> _Required work_:
Take the data below and copy exactly the lines starting at the one with "Task: list a point for each instance of the patio, one" and finishing at the one with "Task: list a point for each instance of the window, one", both included.
(Beginning of Extracted data)
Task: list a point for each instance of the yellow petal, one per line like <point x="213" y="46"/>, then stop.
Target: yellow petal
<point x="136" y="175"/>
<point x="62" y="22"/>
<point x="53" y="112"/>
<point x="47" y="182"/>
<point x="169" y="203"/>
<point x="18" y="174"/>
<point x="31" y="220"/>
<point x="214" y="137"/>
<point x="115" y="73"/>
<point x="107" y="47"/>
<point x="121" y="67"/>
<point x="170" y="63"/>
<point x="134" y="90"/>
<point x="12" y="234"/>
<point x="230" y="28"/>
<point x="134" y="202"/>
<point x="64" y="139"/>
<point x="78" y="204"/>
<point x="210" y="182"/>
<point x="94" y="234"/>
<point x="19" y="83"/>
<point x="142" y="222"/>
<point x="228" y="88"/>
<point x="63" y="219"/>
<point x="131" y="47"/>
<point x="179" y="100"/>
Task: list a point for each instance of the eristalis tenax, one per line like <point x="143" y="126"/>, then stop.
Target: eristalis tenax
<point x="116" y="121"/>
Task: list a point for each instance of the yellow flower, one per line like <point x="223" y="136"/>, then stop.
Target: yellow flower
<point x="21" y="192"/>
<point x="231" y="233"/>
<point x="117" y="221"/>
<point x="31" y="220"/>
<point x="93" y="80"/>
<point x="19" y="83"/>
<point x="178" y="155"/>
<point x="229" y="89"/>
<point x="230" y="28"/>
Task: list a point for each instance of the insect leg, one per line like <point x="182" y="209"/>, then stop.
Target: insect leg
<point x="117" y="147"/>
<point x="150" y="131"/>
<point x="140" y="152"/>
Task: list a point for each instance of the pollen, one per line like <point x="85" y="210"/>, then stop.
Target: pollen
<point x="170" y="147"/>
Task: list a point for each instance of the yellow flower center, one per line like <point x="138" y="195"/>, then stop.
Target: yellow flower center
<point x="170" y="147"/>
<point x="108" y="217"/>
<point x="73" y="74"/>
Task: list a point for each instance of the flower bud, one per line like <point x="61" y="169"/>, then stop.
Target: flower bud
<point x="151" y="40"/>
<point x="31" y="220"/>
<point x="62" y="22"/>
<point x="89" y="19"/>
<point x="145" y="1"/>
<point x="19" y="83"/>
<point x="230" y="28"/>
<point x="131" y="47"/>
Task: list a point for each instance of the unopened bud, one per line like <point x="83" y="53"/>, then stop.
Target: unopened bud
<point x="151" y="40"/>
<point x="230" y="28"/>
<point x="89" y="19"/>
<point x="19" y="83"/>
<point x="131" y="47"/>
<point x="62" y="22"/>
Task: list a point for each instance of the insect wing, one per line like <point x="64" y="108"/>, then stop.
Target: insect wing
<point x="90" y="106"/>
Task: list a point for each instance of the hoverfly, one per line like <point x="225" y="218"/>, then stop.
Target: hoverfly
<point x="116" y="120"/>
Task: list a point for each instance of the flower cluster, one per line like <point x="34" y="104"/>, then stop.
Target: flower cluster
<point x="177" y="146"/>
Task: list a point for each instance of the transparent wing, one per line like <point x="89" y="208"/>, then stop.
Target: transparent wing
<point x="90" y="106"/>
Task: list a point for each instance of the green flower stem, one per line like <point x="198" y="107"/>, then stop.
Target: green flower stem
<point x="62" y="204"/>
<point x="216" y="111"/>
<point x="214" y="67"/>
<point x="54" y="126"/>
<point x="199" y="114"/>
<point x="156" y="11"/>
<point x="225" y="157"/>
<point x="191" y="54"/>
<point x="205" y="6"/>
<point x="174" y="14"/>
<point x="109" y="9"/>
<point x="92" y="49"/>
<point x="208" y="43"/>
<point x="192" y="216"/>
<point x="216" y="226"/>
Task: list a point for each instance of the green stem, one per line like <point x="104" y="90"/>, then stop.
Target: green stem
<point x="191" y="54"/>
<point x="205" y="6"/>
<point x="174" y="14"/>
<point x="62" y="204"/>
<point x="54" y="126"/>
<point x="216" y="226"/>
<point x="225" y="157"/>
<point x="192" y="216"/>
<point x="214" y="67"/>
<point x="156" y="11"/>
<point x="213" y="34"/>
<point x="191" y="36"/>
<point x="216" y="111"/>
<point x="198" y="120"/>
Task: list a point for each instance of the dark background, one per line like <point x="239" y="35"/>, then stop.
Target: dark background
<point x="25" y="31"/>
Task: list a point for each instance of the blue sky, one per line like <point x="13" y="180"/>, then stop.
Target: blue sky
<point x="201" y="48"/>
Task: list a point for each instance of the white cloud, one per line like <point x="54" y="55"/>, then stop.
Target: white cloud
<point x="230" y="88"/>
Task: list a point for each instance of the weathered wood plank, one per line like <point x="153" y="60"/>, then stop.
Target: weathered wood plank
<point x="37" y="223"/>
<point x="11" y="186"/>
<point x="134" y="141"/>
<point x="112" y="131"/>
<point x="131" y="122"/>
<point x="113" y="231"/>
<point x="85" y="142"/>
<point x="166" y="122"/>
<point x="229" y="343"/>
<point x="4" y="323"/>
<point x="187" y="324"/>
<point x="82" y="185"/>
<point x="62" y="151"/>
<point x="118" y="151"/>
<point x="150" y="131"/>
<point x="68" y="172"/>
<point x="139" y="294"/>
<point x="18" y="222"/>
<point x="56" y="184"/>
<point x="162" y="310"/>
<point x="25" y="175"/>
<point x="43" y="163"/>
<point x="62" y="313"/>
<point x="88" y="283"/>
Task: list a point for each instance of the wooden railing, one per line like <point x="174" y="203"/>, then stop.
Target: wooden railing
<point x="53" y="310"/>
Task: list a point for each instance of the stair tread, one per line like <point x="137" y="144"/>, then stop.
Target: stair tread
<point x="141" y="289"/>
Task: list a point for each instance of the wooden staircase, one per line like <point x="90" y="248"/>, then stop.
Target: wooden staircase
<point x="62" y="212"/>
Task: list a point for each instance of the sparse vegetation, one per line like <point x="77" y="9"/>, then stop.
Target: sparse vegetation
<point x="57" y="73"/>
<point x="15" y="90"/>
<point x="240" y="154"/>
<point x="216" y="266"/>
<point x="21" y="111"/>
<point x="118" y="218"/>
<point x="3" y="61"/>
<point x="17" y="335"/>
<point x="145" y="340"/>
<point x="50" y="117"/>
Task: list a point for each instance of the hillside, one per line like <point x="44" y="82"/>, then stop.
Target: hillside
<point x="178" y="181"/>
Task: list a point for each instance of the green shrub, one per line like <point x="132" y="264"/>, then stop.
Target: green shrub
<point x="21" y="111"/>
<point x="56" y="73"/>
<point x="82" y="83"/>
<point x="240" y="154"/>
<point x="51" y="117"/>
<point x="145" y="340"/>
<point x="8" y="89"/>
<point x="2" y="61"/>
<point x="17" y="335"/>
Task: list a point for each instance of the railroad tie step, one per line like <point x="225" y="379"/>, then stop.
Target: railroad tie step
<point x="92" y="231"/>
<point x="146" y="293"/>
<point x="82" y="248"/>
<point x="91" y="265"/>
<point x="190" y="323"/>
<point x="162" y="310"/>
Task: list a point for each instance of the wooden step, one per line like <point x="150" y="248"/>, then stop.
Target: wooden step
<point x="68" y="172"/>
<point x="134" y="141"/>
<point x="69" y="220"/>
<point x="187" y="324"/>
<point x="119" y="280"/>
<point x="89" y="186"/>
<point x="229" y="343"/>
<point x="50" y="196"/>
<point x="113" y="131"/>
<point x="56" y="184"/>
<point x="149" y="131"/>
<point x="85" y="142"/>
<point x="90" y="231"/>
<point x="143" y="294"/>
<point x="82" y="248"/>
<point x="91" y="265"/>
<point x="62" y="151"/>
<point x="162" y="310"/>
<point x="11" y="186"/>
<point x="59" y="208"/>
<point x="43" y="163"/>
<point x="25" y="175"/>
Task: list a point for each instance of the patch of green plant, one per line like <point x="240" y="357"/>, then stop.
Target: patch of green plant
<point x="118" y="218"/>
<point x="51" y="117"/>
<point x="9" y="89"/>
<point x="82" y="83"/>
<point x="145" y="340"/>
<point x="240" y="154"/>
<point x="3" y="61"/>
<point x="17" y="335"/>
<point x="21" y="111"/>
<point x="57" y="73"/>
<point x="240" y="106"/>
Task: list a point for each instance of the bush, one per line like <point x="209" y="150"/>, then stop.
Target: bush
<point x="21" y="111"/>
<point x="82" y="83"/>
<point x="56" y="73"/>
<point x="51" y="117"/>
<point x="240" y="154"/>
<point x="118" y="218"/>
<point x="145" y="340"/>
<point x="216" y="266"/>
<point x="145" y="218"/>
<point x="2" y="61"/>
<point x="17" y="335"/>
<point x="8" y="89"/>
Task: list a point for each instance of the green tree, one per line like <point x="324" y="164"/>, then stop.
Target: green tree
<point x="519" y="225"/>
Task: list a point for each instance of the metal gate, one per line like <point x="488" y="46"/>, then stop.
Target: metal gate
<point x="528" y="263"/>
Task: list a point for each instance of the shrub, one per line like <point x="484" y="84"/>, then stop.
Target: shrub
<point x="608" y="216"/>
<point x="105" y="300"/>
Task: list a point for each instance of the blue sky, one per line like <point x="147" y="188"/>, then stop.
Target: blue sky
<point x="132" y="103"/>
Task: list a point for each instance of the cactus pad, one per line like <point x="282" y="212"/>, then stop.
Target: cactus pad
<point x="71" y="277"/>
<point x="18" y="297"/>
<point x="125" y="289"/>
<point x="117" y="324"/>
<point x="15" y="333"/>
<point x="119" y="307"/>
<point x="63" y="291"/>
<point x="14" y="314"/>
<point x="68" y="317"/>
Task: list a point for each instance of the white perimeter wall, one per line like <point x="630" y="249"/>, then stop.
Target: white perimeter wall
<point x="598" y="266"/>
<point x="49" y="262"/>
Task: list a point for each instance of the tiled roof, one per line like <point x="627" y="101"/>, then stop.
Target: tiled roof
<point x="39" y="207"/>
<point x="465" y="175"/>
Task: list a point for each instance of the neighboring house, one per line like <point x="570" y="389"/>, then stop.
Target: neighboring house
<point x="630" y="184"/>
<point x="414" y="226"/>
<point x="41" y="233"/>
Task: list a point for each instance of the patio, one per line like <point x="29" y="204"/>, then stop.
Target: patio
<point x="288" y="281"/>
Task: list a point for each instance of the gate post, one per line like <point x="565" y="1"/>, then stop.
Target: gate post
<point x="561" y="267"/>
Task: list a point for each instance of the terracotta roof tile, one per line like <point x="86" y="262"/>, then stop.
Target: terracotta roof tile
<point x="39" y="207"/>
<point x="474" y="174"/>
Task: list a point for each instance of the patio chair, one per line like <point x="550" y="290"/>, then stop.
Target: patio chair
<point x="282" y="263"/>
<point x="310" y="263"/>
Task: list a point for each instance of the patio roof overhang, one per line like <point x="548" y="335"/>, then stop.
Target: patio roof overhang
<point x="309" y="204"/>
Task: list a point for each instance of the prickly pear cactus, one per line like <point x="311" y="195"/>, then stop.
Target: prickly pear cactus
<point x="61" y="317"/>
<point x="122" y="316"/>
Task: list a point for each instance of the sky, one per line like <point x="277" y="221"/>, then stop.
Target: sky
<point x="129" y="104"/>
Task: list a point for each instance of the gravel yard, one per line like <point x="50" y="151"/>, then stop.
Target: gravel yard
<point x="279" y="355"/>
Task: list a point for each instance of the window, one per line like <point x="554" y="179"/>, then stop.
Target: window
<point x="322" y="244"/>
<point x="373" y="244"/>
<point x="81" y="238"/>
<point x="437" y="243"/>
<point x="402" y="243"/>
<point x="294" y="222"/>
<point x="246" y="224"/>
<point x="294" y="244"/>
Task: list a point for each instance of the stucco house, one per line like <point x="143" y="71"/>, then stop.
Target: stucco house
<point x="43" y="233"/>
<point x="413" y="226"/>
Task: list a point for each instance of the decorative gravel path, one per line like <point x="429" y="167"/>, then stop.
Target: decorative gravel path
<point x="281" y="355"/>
(End of Extracted data)
> _Result below_:
Task: list a point for each instance of the patio, one per line like <point x="29" y="204"/>, then stop.
Target: patio
<point x="288" y="281"/>
Task: list a point for each instance of the gate post, one per line like <point x="565" y="1"/>, then stop.
Target: gate post
<point x="561" y="267"/>
Task: list a point for each instance of the terracotta roof tile, one per line like <point x="86" y="262"/>, then stop.
Target: terracotta roof tile
<point x="39" y="207"/>
<point x="474" y="174"/>
Task: list a point for each instance of the patio chair, one per line like <point x="550" y="290"/>, then stop.
Target: patio chair
<point x="282" y="263"/>
<point x="310" y="263"/>
Task: list a point for each instance of the patio roof overhang, one per line like <point x="548" y="335"/>, then stop.
Target: patio roof overhang
<point x="309" y="204"/>
Task: list a point for each instance of the prickly pear cactus, one per line like <point x="311" y="195"/>, then stop.
Target: prickly pear cactus
<point x="61" y="317"/>
<point x="122" y="316"/>
Task: list a point for each instance of the sky, one per line like <point x="277" y="221"/>, then stop.
Target: sky
<point x="129" y="104"/>
Task: list a point for each instance of the gravel yard, one per line like <point x="50" y="151"/>, then stop.
Target: gravel yard
<point x="279" y="355"/>
Task: list a point for each instance of the window, one per line like <point x="554" y="179"/>, then stop.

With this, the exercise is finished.